# Kutipan Dokumen:
──────────────────────────────
Politikus Klaim IUP untuk Kemandirian Kampus, Pakar: Persoalan Ada di Tata Kelola Anggaran

Share

NUKILAN.id | Jakarta – Wacana perguruan tinggi mengelola izin usaha pertambangan (IUP) kembali mencuat setelah revisi ketiga Undang-Undang Mineral dan Batubara mengizinkan kampus terlibat dalam sektor pertambangan. Politikus Partai Keadilan Sejahtera (PKS) yang juga Anggota Komisi X DPR, Muhammad Haris, menilai kebijakan ini dapat menjadi peluang bagi perguruan tinggi untuk meningkatkan pendapatan.

Menurut Haris, pemberian konsesi tambang kepada perguruan tinggi berpotensi meningkatkan kemandirian finansial kampus dan membantu mengatasi kendala biaya pendidikan tinggi. Ia berpendapat bahwa pendapatan dari sektor pertambangan bisa memperluas akses masyarakat terhadap pendidikan.

“Ada kesempatan bagi masyarakat karena kampus memiliki dana yang besar. Kalau sumber-sumber pendanaan ini diperbanyak, akan semakin banyak pula mobilitas vertikal yang terjadi pada anak bangsa,” ujar Haris seperti dikutip dari Tempo. Ia juga mengingatkan agar ekspektasi positif ini tidak berbalik menjadi bumerang.

Namun, gagasan ini mendapat tanggapan kritis dari berbagai pihak. Direktur Eksekutif Asah Kebijakan Indonesia, Nicholas Siagian, menilai bahwa kemandirian finansial perguruan tinggi seharusnya tidak bergantung pada sektor pertambangan, melainkan pada tata kelola anggaran pendidikan yang lebih baik.

“Jika persoalannya sekadar anggaran demi kemandirian finansial perguruan tinggi, seharusnya bisa dilakukan pembenahan terhadap tata kelola anggaran pendidikan,” kata Nicholas saat dihubungi oleh Nukilan.id pada Kamis (6/2/2025).

Ia juga menyoroti amanat konstitusi yang mengatur alokasi anggaran pendidikan sekurang-kurangnya 20 persen dari APBN dan APBD. Menurutnya, jika anggaran tersebut dikelola dengan benar, maka pendanaan pendidikan seharusnya tidak menjadi persoalan.
──────────────────────────────
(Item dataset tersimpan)
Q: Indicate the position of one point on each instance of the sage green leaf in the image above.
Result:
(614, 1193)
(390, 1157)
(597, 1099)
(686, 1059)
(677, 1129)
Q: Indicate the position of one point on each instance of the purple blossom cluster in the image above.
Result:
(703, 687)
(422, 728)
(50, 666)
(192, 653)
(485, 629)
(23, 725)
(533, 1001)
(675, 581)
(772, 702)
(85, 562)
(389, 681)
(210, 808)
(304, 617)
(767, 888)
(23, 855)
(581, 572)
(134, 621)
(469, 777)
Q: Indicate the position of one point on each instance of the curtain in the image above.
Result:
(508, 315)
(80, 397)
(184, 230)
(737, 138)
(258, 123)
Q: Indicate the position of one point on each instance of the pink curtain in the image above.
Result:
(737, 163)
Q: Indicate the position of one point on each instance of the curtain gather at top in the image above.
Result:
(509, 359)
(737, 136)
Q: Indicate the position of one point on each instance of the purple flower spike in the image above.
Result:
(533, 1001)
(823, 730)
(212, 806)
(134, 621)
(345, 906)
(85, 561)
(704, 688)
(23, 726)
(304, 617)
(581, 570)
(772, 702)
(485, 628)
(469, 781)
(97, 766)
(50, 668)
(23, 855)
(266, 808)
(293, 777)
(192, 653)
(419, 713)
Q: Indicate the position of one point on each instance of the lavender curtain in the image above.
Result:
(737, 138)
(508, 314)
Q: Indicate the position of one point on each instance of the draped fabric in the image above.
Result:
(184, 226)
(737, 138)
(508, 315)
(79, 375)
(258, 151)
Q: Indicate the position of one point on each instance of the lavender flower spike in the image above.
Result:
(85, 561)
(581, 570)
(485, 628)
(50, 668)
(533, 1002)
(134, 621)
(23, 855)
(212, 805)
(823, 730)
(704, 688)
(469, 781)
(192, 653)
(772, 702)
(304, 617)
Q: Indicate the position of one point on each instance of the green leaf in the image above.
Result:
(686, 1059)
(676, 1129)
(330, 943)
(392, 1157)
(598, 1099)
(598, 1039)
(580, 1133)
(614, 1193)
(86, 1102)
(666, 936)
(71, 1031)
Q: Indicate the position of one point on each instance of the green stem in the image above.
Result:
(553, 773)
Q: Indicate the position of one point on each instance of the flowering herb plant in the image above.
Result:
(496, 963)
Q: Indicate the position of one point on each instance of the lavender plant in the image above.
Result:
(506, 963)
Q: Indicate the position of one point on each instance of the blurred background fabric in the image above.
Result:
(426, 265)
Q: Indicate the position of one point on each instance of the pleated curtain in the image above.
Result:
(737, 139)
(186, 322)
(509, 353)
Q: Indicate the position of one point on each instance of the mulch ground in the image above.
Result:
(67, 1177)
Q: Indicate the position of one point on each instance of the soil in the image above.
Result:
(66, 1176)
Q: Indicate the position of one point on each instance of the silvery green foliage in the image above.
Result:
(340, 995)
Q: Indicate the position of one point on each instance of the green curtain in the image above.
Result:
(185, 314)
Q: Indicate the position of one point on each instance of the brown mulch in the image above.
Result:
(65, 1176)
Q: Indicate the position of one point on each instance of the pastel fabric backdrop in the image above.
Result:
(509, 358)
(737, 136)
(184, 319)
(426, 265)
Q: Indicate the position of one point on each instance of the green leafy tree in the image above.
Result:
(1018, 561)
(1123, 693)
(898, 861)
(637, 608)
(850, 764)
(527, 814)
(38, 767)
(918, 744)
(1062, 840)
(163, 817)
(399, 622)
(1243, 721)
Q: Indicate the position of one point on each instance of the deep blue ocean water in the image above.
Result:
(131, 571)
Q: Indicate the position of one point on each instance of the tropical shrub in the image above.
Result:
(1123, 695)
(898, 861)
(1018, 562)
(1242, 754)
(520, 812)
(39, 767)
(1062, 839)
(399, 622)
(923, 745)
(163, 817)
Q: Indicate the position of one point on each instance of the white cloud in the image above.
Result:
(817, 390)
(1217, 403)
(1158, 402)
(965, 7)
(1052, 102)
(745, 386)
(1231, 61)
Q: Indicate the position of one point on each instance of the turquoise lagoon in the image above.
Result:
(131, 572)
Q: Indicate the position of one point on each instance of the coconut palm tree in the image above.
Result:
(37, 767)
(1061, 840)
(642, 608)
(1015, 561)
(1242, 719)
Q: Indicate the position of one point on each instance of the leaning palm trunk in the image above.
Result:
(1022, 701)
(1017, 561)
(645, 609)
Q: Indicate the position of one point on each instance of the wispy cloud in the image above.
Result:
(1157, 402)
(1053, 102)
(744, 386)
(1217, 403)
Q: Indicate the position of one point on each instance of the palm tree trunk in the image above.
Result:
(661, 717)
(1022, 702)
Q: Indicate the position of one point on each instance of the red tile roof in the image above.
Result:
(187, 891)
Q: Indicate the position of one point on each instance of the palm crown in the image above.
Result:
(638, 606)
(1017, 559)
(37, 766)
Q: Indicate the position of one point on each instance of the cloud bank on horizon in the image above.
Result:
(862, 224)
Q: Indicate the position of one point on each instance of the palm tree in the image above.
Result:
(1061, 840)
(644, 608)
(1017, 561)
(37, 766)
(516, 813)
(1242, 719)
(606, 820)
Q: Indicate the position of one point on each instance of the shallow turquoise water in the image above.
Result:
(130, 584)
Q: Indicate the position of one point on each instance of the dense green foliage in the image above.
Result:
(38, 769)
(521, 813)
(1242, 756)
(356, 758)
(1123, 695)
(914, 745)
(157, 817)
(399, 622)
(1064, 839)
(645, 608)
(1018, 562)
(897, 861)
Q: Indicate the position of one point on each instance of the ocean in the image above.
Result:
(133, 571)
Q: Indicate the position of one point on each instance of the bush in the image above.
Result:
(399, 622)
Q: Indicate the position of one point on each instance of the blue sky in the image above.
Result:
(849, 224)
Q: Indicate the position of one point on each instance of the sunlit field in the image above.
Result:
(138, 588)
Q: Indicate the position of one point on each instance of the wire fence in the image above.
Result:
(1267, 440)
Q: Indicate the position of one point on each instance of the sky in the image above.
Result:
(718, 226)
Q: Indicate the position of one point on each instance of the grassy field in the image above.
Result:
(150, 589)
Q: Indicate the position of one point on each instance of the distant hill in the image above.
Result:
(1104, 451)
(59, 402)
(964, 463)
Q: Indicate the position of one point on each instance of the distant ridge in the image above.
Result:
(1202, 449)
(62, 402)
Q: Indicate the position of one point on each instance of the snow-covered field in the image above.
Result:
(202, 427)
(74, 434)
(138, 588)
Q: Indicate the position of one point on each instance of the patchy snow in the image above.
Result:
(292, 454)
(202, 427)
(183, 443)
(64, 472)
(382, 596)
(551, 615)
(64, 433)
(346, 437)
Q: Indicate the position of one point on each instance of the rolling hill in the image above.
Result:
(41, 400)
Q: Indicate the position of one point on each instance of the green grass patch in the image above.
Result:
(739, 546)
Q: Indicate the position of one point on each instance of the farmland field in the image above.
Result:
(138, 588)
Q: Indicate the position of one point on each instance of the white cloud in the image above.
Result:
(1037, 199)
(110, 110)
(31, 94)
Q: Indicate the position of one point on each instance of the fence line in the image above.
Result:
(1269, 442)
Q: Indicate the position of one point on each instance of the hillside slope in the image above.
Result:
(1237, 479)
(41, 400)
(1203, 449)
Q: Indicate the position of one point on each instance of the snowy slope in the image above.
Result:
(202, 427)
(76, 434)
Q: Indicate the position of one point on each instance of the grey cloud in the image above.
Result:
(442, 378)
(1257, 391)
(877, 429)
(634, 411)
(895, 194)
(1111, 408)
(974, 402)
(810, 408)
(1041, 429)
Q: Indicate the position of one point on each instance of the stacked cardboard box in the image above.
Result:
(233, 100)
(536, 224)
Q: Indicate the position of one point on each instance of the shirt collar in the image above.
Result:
──────────────────────────────
# Petunjuk:
- a) Dalam artikel tentang IUP untuk kampus, berapa persen minimal alokasi anggaran pendidikan dari APBN dan APBD menurut amanat konstitusi yang disoroti Nicholas Siagian?
- b) Ulangi bagian artikel tentang IUP untuk kampus di atas dengan persis, antara "NUKILAN.id | Jakarta" dan "untuk meningkatkan pendapatan.", termasuk kedua ujungnya.

# Jawaban per Tugas:
- a) Sekurang-kurangnya 20 persen dari APBN dan APBD.

- b)
NUKILAN.id | Jakarta – Wacana perguruan tinggi mengelola izin usaha pertambangan (IUP) kembali mencuat setelah revisi ketiga Undang-Undang Mineral dan Batubara mengizinkan kampus terlibat dalam sektor pertambangan. Politikus Partai Keadilan Sejahtera (PKS) yang juga Anggota Komisi X DPR, Muhammad Haris, menilai kebijakan ini dapat menjadi peluang bagi perguruan tinggi untuk meningkatkan pendapatan.